_Raw records_

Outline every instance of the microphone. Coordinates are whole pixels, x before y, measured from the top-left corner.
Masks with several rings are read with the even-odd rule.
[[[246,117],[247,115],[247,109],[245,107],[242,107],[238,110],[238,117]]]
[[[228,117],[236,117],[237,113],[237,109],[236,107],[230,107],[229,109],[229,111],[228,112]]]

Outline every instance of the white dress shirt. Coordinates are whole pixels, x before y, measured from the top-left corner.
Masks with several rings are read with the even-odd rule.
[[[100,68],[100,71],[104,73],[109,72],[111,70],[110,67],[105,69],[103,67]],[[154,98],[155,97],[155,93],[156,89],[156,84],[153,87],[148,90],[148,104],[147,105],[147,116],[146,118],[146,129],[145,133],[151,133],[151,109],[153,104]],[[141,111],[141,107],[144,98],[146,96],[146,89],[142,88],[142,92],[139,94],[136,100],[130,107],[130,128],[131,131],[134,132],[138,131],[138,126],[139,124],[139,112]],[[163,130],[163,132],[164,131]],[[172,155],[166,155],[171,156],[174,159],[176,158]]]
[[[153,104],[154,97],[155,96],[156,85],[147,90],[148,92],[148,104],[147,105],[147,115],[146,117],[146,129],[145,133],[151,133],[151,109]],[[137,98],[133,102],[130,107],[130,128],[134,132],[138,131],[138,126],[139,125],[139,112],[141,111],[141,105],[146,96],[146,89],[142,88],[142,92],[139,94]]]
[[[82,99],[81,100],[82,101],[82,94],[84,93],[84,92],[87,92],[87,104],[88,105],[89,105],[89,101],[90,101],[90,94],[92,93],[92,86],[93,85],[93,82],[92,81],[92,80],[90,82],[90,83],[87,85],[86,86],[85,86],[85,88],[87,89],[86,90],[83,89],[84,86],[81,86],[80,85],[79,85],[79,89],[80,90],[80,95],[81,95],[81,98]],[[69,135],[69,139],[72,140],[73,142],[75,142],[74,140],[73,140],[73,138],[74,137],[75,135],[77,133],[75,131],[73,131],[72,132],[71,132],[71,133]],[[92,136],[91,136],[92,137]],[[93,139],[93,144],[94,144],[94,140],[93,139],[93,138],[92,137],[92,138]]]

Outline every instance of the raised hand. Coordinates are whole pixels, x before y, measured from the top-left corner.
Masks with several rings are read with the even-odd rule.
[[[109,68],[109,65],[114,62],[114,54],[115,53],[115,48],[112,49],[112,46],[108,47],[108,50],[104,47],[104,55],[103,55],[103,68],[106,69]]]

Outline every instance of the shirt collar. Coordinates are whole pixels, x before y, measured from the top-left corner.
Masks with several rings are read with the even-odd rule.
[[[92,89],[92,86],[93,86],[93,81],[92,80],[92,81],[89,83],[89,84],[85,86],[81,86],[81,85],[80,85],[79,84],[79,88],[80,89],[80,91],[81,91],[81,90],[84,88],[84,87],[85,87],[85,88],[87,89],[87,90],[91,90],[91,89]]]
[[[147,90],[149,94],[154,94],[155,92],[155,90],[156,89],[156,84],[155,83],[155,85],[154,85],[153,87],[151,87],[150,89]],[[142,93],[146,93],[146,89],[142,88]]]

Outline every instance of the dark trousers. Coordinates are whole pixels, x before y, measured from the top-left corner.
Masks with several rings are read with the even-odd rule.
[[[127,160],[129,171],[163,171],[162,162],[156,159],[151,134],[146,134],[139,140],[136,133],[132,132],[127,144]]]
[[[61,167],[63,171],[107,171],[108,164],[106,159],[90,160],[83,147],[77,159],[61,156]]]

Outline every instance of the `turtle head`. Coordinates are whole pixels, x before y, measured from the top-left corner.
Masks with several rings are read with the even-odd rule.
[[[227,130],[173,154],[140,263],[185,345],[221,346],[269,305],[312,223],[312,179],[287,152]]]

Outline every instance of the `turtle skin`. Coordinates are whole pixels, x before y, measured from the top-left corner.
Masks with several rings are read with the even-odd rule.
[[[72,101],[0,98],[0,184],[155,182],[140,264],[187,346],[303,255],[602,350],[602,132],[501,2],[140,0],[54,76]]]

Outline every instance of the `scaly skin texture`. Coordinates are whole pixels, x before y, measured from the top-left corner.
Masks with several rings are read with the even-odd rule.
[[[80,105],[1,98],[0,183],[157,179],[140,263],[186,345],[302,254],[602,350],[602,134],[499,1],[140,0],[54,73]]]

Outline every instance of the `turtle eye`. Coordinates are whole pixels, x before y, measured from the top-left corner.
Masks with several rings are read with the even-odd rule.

==

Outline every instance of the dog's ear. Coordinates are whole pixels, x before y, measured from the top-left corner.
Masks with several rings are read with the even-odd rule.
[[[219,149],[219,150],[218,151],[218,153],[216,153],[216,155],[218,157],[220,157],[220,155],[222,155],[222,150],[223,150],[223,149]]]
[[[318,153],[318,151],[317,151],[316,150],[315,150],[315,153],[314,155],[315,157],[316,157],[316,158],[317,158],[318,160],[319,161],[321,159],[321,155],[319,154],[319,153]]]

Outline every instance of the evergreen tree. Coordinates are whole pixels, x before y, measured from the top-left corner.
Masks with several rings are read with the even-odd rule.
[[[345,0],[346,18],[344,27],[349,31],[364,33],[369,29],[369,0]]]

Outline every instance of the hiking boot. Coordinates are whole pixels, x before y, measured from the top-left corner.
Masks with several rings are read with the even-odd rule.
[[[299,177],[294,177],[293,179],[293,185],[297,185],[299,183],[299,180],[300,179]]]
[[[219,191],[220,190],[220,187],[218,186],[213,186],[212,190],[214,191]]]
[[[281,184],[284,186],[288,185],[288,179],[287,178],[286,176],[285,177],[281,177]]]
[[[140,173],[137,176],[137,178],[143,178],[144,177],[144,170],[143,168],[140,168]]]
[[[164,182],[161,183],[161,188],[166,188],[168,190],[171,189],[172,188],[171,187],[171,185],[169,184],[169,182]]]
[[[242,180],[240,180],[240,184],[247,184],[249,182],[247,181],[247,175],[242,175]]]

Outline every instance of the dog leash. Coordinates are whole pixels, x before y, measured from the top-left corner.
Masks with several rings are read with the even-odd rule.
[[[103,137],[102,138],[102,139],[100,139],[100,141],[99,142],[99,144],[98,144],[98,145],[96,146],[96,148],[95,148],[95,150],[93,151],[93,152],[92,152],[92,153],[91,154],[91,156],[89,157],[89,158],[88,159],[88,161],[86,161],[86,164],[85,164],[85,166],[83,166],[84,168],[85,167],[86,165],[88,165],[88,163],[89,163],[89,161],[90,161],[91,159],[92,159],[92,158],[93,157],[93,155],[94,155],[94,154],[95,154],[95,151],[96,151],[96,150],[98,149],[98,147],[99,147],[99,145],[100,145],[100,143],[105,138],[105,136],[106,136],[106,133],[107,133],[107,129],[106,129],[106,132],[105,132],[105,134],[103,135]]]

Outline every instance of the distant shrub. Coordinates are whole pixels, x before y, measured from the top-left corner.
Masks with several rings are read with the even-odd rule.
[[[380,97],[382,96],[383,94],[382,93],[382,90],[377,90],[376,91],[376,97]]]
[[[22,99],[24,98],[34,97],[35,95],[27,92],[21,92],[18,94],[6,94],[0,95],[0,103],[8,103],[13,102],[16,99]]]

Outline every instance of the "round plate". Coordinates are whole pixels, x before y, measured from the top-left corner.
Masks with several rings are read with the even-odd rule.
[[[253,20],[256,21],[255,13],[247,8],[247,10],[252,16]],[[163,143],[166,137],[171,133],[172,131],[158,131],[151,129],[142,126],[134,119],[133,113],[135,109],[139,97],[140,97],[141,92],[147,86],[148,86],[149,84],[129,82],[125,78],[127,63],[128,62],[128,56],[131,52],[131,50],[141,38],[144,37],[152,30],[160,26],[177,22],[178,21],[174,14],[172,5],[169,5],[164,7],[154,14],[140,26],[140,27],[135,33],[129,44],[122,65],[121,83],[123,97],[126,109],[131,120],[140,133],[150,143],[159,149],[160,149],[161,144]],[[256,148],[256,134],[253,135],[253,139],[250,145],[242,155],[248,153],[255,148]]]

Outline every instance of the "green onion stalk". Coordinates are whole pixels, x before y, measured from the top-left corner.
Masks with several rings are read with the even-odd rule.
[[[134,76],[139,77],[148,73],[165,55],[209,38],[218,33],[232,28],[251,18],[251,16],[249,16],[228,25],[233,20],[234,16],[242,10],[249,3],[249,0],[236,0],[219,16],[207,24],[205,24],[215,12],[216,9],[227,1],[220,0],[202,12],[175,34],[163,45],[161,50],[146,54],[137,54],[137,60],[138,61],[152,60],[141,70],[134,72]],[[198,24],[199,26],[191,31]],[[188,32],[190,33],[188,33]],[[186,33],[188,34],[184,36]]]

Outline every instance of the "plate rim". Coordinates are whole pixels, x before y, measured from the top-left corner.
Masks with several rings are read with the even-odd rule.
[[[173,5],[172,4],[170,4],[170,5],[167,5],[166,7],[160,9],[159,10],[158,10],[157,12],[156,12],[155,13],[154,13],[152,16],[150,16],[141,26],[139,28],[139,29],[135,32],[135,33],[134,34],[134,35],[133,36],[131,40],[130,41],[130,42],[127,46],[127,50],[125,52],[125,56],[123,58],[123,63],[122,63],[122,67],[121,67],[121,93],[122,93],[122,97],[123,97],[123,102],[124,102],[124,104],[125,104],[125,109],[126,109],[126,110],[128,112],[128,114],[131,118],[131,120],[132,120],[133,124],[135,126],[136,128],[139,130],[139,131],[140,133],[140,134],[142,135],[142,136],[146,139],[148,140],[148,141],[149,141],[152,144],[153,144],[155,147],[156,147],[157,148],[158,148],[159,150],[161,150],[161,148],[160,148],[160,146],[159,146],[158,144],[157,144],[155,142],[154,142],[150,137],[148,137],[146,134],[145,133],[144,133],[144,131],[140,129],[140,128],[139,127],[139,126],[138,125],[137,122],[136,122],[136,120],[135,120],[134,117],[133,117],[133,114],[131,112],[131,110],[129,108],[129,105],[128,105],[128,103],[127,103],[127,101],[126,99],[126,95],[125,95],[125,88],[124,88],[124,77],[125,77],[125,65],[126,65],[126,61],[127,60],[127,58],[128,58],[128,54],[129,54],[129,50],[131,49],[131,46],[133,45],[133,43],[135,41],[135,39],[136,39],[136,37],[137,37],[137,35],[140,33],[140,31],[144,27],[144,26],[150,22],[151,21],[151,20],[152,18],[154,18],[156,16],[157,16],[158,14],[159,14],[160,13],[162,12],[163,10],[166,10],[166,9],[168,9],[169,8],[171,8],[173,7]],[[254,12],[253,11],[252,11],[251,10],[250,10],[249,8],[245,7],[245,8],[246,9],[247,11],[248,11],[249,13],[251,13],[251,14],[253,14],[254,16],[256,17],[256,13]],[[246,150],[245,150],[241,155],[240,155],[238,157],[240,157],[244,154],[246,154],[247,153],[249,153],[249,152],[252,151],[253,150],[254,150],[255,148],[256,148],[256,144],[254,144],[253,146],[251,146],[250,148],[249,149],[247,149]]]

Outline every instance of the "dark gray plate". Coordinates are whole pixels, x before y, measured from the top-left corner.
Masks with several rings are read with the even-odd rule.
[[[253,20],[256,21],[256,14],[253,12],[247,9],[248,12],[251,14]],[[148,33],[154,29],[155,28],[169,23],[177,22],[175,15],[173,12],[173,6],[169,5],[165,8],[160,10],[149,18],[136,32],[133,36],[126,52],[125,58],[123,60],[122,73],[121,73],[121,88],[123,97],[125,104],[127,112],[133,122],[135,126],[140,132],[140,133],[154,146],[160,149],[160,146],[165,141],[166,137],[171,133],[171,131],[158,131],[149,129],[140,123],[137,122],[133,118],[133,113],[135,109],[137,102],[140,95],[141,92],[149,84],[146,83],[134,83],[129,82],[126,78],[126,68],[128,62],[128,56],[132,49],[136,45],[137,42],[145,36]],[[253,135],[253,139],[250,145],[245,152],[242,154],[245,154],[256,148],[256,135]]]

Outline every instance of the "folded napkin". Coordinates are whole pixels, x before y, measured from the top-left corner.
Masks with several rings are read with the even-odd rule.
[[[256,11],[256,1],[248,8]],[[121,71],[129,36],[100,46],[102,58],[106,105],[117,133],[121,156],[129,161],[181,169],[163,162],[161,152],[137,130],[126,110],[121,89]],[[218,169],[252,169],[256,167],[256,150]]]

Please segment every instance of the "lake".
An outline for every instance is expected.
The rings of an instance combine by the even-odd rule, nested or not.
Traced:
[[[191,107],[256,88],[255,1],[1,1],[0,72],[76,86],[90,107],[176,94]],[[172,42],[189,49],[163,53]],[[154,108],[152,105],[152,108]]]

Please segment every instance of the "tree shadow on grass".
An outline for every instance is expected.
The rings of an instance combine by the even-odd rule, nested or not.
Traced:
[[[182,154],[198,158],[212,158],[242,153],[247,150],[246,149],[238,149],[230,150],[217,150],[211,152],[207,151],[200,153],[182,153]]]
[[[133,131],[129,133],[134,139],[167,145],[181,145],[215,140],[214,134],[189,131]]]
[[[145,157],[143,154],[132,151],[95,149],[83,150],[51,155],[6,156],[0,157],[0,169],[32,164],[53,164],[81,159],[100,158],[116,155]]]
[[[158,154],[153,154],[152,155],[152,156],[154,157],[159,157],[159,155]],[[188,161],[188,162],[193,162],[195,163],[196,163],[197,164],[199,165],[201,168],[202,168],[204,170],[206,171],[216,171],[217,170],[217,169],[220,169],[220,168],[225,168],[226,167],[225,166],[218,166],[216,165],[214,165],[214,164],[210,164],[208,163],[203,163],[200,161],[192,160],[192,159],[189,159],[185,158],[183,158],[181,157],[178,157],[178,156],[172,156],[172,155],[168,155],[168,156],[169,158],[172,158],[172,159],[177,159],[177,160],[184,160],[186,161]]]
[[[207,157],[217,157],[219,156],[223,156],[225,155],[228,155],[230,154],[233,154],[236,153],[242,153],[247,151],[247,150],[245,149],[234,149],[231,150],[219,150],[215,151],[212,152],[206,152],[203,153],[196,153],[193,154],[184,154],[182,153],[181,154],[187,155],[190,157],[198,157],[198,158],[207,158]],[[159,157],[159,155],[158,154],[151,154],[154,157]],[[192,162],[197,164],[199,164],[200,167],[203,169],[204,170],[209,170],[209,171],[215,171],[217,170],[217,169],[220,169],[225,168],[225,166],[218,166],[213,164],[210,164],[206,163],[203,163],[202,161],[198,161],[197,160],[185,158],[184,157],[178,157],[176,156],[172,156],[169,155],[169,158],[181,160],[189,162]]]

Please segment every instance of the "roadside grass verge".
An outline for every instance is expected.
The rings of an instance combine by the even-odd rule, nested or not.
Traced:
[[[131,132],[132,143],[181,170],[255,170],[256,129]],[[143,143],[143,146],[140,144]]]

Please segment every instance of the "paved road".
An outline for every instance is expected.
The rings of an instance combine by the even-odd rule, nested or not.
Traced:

* * *

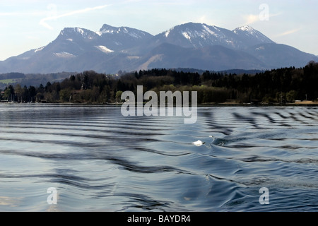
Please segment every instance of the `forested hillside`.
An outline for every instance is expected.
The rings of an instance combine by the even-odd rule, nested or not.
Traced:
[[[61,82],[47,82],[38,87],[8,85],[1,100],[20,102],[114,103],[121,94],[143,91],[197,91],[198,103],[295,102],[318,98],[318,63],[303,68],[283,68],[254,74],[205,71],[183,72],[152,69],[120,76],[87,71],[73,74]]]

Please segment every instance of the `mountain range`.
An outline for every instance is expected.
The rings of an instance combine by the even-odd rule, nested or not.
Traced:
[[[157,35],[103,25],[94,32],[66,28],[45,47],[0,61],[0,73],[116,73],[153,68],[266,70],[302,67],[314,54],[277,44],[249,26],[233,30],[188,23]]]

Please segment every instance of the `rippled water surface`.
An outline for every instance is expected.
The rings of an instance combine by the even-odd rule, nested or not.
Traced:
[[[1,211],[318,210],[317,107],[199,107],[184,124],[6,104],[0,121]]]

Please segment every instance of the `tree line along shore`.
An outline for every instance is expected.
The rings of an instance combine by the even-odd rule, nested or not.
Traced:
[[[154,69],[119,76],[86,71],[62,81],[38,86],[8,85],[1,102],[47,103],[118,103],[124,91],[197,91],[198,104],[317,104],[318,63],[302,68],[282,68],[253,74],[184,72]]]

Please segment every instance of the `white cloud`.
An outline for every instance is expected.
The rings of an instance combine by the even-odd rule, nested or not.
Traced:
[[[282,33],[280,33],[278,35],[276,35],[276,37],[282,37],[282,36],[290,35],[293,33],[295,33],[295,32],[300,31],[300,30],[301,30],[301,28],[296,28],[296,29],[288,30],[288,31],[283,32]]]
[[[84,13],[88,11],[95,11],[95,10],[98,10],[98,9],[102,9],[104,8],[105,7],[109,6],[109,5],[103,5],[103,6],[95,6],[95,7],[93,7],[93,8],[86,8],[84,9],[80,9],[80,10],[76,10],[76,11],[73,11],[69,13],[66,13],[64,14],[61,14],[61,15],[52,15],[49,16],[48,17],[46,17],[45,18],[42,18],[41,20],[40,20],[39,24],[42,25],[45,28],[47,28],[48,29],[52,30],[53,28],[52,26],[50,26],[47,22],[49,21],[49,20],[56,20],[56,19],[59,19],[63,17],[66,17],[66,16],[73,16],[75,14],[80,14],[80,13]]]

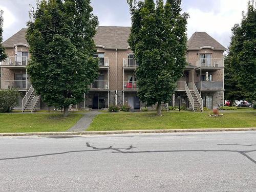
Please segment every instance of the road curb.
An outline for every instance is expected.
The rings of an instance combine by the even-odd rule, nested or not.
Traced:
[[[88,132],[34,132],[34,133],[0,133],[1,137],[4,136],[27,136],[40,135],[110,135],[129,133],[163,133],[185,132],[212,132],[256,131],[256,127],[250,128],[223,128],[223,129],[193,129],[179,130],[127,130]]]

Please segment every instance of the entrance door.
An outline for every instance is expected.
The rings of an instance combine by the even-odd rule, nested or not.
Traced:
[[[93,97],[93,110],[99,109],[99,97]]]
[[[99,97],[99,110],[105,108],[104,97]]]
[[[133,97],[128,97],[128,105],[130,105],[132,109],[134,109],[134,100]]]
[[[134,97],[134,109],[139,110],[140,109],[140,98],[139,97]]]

_Request_
Copy the lines from the one containing "Outline every instance of the evergreen" through the one containing "[[[345,0],[346,18],[344,27],[349,31],[364,33],[369,29],[369,0]]]", both included, exactly as they appear.

_Result of the exercise_
Outline every instance of the evergreen tree. Coordinates are whole pixels, x before y, measured from the top-left corner.
Masks with several rings are read with the even-odd rule.
[[[345,0],[346,18],[344,27],[349,31],[364,33],[369,29],[369,0]]]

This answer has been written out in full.